- _MATERIAL FOR THIS TASK_:
____________
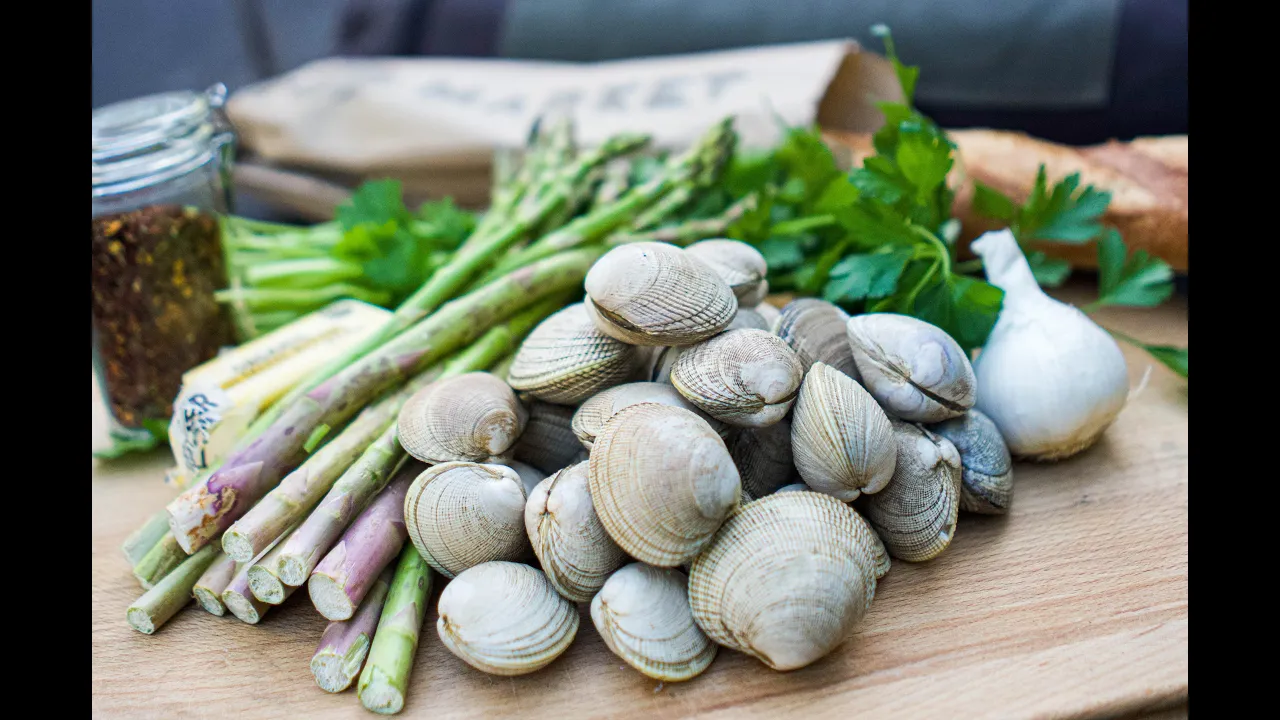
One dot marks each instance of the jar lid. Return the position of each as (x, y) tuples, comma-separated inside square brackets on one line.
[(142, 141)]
____________
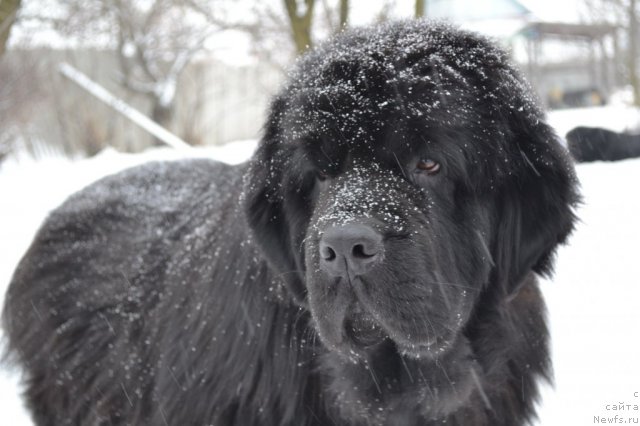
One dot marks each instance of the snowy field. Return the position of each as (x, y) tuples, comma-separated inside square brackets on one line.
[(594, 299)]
____________
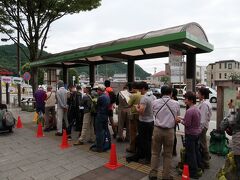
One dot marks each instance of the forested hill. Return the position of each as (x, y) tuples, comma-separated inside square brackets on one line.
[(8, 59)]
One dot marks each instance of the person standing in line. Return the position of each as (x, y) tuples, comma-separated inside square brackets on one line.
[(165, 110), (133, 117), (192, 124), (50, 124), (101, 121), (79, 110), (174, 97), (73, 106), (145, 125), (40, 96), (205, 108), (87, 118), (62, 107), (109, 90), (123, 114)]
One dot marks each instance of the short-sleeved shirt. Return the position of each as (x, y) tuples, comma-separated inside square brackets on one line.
____________
In the listing above, find the line containing "One dot marks each instance of the person" and the line containing "One dot marks each instance of the short-sleeved", then repeat those two lines and everything between them exactly.

- _RESULT_:
One dot marks each instance of the person standing in line. Return the position of each as (x, y) tuples, comma-separated inside square brackets on one line.
[(165, 110), (133, 117), (192, 124), (50, 124), (101, 121), (79, 110), (174, 97), (73, 106), (145, 125), (40, 96), (205, 108), (87, 118), (62, 107), (109, 90), (123, 114)]
One dot marks each instance of the short-sleeved shirt. Return the position of each as (x, y) tuples, comma-separated inside square brackets on one line.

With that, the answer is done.